§ **Data provided**:
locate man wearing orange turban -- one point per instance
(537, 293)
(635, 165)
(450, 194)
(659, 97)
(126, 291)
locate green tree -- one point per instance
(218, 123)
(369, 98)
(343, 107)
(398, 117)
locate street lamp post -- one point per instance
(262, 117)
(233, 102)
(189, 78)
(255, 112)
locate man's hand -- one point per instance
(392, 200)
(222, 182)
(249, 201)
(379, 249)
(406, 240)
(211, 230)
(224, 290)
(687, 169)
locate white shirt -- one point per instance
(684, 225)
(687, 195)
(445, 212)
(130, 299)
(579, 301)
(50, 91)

§ **Exercise**: Please set out every line of the items above as a Markdown table with two columns, Row and Text. Number each row and skip any blank lines.

§ **Solution to this exercise**:
| Row | Text |
|---|---|
| 1 | locate man wearing orange turban -- one point per instance |
| 2 | (537, 293) |
| 3 | (635, 165) |
| 4 | (450, 194) |
| 5 | (659, 97) |
| 6 | (126, 291) |
| 7 | locate green tree -- one point per instance |
| 8 | (218, 123) |
| 9 | (369, 98) |
| 10 | (343, 107) |
| 11 | (398, 117) |
| 12 | locate street lamp post -- one point per instance |
| 13 | (262, 117) |
| 14 | (233, 102) |
| 15 | (189, 78) |
| 16 | (255, 112) |
| 17 | locate man's hand -- one point per instance |
| 18 | (392, 200) |
| 19 | (222, 182) |
| 20 | (249, 201) |
| 21 | (379, 249) |
| 22 | (406, 240) |
| 23 | (211, 230) |
| 24 | (224, 290) |
| 25 | (687, 169) |
| 26 | locate white shirt -- one point per instance |
| 27 | (684, 225) |
| 28 | (687, 195) |
| 29 | (445, 212) |
| 30 | (130, 299) |
| 31 | (579, 301) |
| 32 | (50, 91) |